The Belarusian Social Democratic Party (People's Assembly) (; ) is an unregistered social-democratic political party in Belarus that opposes the administration of President Alexander Lukashenko.

The party is a full member of the Socialist International.

History 
The BSDP (People's Assembly) was established in March 1991. It calls itself the successor of the Belarusian Socialist Hramada, which was founded in 1903.

The party was left unregistered in 2004, when the government claimed that the reelection of party leader Mikalay Statkevich had been conducted illegally.  Some party members then formed the Belarusian Social Democratic Party (Assembly), which was registered.
 
In legislative elections held between October 13–17, 2004, the party did not secure any seats.
┄┄┄┄┄┄
> GIVEN EXERCISE A
In the party text, rewrite the passage that begins at the words "The Belarusian Social Democratic Party (People's" and stops after "founded in 1903.", substituting "Progressive Alliance" for "Socialist International".
The entries that follow come from a separate source and have no connection to the text about the party.
┄┄┄┄┄┄
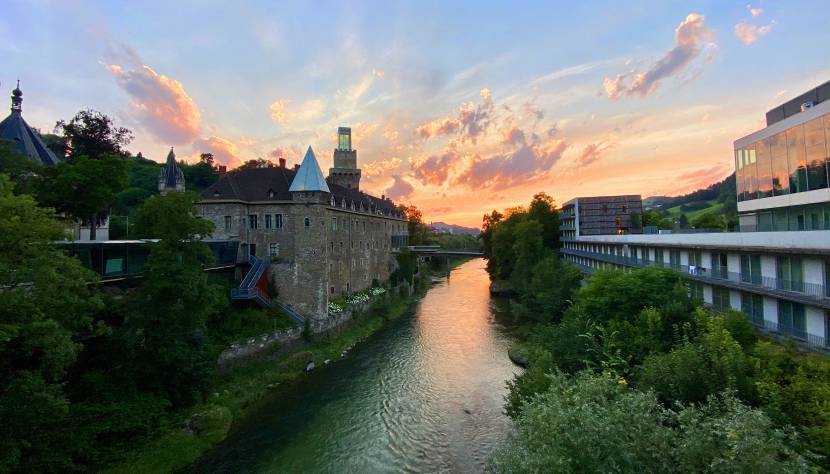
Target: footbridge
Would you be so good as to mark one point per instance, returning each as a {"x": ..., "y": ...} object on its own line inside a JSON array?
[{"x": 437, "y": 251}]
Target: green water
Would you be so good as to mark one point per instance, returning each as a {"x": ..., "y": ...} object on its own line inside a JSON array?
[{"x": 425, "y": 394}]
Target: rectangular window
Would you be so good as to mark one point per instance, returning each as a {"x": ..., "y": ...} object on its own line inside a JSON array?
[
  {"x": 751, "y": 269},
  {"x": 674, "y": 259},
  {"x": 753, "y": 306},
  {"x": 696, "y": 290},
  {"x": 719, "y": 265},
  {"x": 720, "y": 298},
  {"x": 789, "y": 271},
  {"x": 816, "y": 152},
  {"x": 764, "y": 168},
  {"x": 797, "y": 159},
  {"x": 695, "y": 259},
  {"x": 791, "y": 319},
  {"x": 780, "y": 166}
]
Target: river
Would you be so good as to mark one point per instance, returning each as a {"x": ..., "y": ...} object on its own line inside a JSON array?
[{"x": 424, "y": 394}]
┄┄┄┄┄┄
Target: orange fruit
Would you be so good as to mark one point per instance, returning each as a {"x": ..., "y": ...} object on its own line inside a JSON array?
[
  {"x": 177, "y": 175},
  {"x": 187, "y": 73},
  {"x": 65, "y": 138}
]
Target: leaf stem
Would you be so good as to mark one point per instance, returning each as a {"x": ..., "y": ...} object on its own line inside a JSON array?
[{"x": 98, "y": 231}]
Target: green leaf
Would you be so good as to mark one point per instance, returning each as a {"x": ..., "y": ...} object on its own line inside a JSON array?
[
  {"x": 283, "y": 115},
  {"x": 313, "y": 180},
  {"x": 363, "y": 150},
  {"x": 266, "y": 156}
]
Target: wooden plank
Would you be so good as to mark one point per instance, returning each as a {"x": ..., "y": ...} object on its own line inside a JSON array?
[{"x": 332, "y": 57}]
┄┄┄┄┄┄
> GIVEN EXERCISE B
How many lines of the entries contain the string "Target", matching case? Reply with the number only.

> EXPECTED OUTPUT A
The Belarusian Social Democratic Party (People's Assembly) (; ) is an unregistered social-democratic political party in Belarus that opposes the administration of President Alexander Lukashenko.

The party is a full member of the Progressive Alliance.

History 
The BSDP (People's Assembly) was established in March 1991. It calls itself the successor of the Belarusian Socialist Hramada, which was founded in 1903.

> EXPECTED OUTPUT B
8